• _Veri listesi_:
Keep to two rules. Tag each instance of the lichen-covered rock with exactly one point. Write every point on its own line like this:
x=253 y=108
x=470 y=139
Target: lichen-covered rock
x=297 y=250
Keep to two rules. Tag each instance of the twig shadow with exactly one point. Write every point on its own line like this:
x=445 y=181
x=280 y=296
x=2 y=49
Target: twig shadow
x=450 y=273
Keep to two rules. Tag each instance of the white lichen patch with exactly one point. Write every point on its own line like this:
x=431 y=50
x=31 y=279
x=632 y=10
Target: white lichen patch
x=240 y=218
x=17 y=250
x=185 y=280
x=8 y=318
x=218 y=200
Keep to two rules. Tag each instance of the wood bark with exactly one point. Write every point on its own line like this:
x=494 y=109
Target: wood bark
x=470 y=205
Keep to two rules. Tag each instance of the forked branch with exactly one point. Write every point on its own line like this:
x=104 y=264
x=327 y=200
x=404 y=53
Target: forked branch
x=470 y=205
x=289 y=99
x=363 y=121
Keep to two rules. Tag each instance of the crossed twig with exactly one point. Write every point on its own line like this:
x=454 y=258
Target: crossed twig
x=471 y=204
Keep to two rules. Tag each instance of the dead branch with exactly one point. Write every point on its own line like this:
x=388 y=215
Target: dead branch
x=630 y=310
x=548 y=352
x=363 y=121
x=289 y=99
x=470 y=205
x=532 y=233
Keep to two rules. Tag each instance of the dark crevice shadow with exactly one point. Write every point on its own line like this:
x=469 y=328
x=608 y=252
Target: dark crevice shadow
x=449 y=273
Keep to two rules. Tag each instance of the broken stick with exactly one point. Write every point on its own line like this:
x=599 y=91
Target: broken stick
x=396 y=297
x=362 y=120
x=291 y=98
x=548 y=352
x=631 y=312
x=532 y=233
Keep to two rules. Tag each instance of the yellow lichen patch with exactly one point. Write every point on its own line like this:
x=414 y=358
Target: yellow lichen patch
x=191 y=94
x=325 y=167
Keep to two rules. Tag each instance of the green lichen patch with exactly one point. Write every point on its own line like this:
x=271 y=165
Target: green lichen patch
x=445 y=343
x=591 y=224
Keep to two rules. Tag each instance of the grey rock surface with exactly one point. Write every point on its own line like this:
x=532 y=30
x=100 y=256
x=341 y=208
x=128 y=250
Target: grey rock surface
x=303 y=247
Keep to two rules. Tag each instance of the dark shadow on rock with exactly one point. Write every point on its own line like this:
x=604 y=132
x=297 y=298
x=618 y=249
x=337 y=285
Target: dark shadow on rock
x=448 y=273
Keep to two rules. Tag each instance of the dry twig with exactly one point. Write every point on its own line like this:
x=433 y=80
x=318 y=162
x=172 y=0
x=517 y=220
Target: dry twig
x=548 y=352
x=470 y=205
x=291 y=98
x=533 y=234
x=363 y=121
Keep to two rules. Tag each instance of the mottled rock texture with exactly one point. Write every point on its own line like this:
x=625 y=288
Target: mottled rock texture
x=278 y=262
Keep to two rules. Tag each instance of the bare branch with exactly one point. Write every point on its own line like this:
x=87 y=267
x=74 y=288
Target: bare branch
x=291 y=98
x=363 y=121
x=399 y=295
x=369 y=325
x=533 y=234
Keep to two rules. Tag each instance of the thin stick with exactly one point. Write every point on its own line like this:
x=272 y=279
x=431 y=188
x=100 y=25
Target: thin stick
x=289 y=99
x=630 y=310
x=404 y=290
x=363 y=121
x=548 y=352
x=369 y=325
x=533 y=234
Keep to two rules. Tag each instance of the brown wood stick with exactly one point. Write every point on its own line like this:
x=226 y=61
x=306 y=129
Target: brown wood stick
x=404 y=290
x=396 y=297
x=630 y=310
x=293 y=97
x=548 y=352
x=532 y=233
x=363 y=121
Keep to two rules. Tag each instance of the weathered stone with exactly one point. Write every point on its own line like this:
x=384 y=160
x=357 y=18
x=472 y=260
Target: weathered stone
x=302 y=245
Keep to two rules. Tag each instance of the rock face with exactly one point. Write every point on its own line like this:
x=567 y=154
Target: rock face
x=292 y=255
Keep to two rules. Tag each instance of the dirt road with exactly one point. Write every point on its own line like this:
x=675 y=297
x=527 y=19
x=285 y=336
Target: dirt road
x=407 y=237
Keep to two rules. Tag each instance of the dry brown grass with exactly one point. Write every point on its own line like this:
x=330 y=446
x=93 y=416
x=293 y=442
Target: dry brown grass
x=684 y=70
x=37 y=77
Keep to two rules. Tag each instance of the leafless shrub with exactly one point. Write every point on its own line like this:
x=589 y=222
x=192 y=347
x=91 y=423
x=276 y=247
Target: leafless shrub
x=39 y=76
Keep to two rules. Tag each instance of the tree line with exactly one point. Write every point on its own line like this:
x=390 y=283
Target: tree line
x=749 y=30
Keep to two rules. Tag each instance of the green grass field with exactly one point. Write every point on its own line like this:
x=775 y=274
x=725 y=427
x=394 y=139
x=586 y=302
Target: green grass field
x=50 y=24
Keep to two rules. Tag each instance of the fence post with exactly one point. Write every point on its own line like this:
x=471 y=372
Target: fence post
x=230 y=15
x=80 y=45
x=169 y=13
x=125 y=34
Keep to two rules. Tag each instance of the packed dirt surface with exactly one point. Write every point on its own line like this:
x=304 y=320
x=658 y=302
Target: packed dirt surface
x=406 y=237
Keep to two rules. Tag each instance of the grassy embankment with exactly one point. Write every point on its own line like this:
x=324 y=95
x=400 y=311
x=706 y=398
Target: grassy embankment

• _Görev_:
Öğelerin en başından başlayıp "x=450 y=273" ifadesini içeren satırla biten satırları, iki uç da dahil olmak üzere, numaralı bir liste olarak yeniden yazın. Boş satırları atlayın ve bu aralığın dışındaki hiçbir satırı eklemeyin.

• _Alıştırma sonucu_:
1. Keep to two rules. Tag each instance of the lichen-covered rock with exactly one point. Write every point on its own line like this:
2. x=253 y=108
3. x=470 y=139
4. Target: lichen-covered rock
5. x=297 y=250
6. Keep to two rules. Tag each instance of the twig shadow with exactly one point. Write every point on its own line like this:
7. x=445 y=181
8. x=280 y=296
9. x=2 y=49
10. Target: twig shadow
11. x=450 y=273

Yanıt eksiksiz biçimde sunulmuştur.